Aim: Print word for word every line of the listing below, from the one containing "For the benchmark, point to the grass" down to the last line.

===== Listed entries =====

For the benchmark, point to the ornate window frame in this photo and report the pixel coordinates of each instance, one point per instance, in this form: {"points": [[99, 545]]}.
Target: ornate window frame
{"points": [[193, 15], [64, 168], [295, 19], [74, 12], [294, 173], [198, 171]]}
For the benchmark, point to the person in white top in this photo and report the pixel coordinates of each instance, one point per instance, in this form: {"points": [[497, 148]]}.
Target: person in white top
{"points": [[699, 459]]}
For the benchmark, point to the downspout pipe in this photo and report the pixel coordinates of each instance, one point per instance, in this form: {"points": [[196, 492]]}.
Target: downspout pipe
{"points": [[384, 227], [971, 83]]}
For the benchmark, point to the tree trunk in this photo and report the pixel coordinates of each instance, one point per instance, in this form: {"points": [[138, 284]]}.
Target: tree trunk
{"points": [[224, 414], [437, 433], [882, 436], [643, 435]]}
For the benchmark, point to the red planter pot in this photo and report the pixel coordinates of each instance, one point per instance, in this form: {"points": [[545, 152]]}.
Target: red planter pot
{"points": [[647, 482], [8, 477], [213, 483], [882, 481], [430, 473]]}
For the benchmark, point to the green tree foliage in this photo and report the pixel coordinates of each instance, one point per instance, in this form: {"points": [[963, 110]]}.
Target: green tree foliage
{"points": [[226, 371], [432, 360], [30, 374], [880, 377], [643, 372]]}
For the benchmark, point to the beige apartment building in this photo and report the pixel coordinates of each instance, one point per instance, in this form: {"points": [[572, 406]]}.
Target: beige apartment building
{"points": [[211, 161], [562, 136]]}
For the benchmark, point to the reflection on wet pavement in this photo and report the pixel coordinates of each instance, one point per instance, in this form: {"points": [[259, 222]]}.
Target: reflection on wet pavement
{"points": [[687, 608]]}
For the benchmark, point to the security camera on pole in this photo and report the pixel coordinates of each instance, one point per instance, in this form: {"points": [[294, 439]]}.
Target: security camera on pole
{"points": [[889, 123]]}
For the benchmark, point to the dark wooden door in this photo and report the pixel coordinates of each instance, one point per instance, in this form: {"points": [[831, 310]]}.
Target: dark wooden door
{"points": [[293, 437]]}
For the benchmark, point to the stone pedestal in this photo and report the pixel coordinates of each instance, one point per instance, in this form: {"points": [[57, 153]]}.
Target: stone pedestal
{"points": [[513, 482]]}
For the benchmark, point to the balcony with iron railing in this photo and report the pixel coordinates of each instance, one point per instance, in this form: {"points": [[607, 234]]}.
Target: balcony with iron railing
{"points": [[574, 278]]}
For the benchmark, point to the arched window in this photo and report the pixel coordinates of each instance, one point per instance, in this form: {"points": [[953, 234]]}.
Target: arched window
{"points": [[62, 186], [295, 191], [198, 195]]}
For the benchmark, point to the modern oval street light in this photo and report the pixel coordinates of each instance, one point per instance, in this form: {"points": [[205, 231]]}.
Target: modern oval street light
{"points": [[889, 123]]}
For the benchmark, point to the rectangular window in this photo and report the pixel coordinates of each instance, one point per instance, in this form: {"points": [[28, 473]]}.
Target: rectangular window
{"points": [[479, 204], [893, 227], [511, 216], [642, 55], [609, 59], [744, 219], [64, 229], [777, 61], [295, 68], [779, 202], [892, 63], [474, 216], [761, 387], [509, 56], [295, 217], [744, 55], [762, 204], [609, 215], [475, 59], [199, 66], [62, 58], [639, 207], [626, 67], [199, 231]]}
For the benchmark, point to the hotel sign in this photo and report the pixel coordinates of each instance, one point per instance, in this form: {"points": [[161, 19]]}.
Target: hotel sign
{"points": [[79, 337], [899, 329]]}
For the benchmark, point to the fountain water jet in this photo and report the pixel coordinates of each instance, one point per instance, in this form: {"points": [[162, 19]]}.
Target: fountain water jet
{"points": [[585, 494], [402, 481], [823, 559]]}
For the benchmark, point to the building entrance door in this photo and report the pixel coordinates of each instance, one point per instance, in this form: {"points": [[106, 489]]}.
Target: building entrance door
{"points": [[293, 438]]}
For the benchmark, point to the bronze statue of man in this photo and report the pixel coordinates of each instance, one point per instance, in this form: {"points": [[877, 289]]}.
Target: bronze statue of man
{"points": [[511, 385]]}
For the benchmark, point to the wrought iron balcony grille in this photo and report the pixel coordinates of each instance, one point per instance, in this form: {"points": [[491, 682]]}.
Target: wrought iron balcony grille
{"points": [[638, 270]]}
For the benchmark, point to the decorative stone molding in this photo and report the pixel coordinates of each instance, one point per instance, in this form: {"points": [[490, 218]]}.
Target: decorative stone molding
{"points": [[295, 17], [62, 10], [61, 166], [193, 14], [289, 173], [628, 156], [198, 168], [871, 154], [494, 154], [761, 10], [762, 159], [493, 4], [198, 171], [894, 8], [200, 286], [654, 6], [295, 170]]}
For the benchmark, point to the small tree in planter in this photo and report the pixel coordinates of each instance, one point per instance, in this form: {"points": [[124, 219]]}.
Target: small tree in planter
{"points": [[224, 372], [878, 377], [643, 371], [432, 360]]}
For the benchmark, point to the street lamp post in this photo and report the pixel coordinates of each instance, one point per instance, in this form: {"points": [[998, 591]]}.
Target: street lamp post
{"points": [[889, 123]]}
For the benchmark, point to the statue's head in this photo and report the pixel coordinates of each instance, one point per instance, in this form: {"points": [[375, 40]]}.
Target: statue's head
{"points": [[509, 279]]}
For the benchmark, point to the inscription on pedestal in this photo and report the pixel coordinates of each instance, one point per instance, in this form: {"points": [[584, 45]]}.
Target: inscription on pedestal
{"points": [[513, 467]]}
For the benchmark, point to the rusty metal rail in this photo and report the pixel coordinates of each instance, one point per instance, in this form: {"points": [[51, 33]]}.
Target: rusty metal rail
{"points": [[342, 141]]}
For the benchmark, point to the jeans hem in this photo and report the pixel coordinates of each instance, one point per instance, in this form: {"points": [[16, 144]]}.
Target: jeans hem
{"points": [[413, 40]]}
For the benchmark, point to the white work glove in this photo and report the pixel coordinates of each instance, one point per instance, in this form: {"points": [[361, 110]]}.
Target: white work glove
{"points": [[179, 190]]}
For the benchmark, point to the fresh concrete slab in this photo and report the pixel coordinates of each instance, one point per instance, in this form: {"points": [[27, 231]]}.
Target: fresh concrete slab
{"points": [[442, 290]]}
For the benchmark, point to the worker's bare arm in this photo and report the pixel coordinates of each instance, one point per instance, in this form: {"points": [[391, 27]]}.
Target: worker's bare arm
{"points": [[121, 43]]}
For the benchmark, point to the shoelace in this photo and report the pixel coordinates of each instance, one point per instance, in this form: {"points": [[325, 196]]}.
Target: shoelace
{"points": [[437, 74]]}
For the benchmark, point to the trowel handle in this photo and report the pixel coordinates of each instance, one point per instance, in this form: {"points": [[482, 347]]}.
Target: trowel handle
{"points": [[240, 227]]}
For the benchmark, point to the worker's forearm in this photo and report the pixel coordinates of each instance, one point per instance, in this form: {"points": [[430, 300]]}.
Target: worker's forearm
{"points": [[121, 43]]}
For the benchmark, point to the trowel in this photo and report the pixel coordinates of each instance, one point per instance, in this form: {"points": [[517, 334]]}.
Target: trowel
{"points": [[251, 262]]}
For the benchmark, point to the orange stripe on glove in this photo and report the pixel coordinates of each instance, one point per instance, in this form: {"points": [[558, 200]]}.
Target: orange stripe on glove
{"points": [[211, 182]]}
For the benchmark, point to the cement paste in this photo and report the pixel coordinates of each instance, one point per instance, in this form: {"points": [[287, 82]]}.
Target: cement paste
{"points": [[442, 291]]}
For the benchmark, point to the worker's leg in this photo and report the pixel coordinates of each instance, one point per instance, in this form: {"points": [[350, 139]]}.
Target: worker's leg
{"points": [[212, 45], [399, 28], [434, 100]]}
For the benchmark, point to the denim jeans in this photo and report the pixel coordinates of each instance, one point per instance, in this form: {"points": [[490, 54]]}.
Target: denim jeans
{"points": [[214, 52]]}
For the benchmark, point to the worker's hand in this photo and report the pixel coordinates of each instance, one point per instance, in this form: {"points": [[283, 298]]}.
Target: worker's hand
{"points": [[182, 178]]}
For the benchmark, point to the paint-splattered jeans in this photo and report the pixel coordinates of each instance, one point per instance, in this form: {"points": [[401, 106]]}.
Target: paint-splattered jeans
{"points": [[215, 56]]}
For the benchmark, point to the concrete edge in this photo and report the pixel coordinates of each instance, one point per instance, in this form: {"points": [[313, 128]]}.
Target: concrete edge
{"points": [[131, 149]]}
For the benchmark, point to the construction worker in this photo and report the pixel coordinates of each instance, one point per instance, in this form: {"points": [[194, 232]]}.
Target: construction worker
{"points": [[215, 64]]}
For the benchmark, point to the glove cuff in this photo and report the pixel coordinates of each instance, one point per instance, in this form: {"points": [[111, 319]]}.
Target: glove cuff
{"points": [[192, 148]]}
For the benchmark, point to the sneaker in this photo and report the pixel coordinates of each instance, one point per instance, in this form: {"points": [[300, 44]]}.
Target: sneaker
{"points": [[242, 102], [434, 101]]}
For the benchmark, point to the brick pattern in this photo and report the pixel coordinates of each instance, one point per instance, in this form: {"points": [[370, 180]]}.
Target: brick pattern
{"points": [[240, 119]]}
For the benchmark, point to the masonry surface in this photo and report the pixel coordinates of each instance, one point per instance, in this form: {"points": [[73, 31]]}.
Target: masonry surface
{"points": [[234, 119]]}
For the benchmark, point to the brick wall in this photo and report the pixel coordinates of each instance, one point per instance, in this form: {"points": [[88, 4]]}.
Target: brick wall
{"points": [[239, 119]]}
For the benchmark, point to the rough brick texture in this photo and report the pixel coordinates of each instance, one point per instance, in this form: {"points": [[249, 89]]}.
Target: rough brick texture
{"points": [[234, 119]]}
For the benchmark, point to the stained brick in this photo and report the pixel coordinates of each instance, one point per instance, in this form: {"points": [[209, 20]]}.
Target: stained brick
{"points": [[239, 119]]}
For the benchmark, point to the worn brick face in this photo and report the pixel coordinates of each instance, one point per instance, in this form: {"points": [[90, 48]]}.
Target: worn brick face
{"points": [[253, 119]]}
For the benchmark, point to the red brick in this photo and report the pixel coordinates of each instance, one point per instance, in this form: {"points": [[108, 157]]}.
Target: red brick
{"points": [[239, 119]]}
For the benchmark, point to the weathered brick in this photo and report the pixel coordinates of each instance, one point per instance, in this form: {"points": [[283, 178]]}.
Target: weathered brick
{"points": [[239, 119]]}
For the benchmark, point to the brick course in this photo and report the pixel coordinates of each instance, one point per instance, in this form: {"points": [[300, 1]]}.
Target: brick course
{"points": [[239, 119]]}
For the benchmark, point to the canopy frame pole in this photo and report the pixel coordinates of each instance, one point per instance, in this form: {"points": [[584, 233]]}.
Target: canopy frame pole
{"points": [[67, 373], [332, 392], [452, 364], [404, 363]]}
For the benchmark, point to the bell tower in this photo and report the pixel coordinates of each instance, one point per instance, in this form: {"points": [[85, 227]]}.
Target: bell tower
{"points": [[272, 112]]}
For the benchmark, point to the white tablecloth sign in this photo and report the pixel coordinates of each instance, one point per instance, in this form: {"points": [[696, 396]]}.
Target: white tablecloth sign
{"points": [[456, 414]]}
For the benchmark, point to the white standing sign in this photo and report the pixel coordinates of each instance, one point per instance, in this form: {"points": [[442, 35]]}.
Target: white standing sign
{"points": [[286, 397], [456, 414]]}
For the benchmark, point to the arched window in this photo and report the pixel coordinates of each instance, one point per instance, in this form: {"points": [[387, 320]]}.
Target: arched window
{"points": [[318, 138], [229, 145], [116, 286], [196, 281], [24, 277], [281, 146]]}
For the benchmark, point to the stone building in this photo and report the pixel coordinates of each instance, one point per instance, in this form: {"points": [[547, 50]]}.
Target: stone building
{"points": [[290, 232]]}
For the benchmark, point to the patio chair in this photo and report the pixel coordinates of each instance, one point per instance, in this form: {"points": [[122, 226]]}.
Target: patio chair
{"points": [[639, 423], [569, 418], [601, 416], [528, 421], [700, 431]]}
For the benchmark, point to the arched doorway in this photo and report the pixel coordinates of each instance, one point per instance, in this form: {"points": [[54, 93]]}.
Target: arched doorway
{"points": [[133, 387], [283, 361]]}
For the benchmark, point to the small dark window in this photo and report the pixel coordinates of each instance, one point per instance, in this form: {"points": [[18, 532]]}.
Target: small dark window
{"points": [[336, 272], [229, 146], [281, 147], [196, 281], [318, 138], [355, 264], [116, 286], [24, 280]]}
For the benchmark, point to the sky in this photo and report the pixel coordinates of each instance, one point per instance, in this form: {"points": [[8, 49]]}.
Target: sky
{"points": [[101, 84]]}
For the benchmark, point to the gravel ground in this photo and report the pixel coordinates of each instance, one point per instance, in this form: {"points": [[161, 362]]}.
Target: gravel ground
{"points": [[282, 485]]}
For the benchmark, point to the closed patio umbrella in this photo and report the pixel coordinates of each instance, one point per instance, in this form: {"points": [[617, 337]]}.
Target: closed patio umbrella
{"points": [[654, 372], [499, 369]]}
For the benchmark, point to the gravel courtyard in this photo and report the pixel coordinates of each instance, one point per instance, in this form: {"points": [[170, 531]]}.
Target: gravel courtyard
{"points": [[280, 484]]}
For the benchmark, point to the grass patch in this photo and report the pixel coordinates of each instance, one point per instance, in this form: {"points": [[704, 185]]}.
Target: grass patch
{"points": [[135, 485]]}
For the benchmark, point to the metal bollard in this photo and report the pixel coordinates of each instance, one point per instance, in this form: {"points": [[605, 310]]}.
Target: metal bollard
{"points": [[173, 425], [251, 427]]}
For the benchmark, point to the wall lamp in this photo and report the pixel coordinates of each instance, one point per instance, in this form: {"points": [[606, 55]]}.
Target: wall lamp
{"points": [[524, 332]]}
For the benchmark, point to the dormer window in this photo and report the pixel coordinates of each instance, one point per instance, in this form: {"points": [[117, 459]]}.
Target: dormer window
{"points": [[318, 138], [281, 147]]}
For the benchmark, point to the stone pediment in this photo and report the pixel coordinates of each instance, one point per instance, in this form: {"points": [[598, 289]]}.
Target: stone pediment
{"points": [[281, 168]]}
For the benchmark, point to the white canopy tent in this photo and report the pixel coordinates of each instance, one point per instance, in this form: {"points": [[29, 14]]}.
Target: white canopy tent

=====

Task solution:
For the benchmark, point to the grass patch in this photo and report the pixel coordinates of each instance, one point per instance, in this form: {"points": [[704, 185]]}.
Target: grass patch
{"points": [[135, 485]]}
For the benchmark, point to the metal bollard in this photo and report the pixel coordinates of each instance, one point per instance, in this form: {"points": [[605, 310]]}.
Target: metal bollard
{"points": [[173, 425], [251, 427]]}
For the benchmark, point to the wall lamp in this photo and report the pixel coordinates of each instance, one point per instance, in this form: {"points": [[606, 55]]}.
Target: wall lamp
{"points": [[524, 332]]}
For the benchmark, point to the dormer window in this photo and report the pixel coordinates of each instance, one point per instance, in this form: {"points": [[117, 459]]}.
Target: dormer window
{"points": [[318, 138], [281, 147]]}
For the benchmark, point to the stone pediment in this photo and report the pixel coordinates of each instance, one point per instance, in this form: {"points": [[598, 289]]}.
Target: stone pediment
{"points": [[281, 168]]}
For the benchmark, point to the white canopy tent in this photo and report the pixel coordinates of each instance, one point per instance, in this form: {"points": [[29, 14]]}.
Target: white canopy tent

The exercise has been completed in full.